**EXERCISE INSTRUCTIONS**. Reproduce the complete listing without any deviation.
++++ DATA SHOWN
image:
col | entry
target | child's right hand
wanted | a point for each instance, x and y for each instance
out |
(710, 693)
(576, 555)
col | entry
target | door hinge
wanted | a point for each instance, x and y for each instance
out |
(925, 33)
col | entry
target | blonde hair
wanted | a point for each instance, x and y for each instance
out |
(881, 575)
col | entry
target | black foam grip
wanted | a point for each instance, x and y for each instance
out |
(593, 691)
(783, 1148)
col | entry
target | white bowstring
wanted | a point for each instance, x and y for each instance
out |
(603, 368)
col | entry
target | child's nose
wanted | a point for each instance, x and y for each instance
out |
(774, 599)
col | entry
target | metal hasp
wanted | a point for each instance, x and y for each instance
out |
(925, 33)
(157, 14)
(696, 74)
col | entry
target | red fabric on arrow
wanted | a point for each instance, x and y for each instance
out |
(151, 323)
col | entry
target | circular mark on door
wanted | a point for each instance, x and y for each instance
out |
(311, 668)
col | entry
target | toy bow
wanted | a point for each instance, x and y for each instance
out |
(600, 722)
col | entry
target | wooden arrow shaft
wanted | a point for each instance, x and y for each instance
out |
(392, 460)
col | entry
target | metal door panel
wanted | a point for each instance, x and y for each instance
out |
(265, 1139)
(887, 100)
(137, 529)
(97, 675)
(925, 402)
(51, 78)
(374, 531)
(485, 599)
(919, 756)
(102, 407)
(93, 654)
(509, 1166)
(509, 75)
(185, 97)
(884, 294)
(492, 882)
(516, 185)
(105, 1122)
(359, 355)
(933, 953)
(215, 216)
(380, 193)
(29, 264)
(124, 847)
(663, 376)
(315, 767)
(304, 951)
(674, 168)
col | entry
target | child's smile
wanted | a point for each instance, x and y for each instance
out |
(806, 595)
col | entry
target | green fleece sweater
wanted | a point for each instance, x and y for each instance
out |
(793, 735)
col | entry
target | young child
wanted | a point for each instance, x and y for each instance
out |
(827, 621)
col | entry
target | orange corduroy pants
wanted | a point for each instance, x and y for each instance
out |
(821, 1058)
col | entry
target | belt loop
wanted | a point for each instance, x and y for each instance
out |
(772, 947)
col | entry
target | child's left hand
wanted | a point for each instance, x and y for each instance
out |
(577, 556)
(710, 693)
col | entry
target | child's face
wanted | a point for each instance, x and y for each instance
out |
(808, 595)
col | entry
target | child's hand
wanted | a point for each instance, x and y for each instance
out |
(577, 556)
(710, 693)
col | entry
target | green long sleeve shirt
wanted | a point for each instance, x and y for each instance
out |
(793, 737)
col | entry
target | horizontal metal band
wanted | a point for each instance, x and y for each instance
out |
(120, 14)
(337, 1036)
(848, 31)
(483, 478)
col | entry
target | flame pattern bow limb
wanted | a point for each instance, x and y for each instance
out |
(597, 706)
++++++++
**THE RESPONSE**.
image:
col | entry
target | child's right hand
wanted | a point for each instance, x and y for each instance
out |
(710, 693)
(576, 555)
col | entry
target | door hinge
wanted | a point for each instance, x and y for each instance
out |
(925, 33)
col | entry
target | blonde hair
wanted | a point for each instance, x and y for each instance
out |
(881, 575)
col | entry
target | black foam grip
wanted | a point for each instance, x and y for each instance
out |
(593, 691)
(783, 1148)
col | entry
target | white bowstring
wanted | a point for each instance, x and y for each instance
out |
(603, 368)
col | entry
target | child's nose
wanted | a point for each instance, x and y for each instance
out |
(774, 599)
col | entry
target | metal hasp
wanted | a point for each instance, x and y for each instance
out |
(925, 33)
(157, 14)
(696, 74)
col | entry
target | red fabric on arrow
wanted | a point for each instance, x and y for each instance
out |
(151, 323)
col | entry
target | circular mark on door
wanted | a point for each instance, x and y for each instance
out |
(311, 668)
col | entry
target | toy bow
wanted | a point for each instance, x and y for each instance
out |
(600, 722)
col | entry
target | wooden arrow shaft
wanted | a point for each instance, x and y for each instance
out |
(392, 460)
col | entry
target | metal door panel
wanted | a point for each instance, x and y for each instance
out |
(265, 1139)
(887, 100)
(137, 529)
(97, 675)
(925, 402)
(51, 78)
(374, 531)
(485, 599)
(919, 756)
(102, 407)
(93, 654)
(509, 1166)
(509, 75)
(185, 97)
(884, 294)
(492, 882)
(516, 185)
(105, 1122)
(359, 355)
(933, 953)
(215, 216)
(380, 193)
(29, 264)
(124, 847)
(663, 376)
(315, 767)
(304, 951)
(674, 168)
col | entry
target | child's smile
wanted | a point for each instance, x and y for each instance
out |
(806, 595)
col | entry
target | green fleece sweater
wanted | a point for each instance, x and y for each instance
out |
(793, 735)
col | entry
target | young child
wanted | a point for each instance, x and y for each instance
out |
(827, 621)
col | entry
target | orange corduroy pants
wanted | a point for each instance, x and y for each instance
out |
(821, 1058)
col | entry
target | belt loop
wanted | a point for each instance, x and y for each instance
out |
(772, 947)
col | entry
target | child's left hand
wanted | a point for each instance, x and y for each instance
out |
(577, 556)
(710, 693)
col | entry
target | child's face
wanted | a point for each instance, x and y for each instance
out |
(808, 595)
col | entry
target | child's hand
wanted | a point for each instance, x and y for each instance
out |
(577, 556)
(710, 693)
col | entry
target | green long sleeve shirt
wanted | a point for each instance, x and y for each instance
out |
(793, 737)
col | entry
target | horizontal metal band
wanted | a point for each instance, x and y for each instance
out |
(120, 14)
(337, 1036)
(848, 31)
(483, 478)
col | entry
target | flame pattern bow limb
wanted | a point for each instance, x and y for each instance
out |
(597, 706)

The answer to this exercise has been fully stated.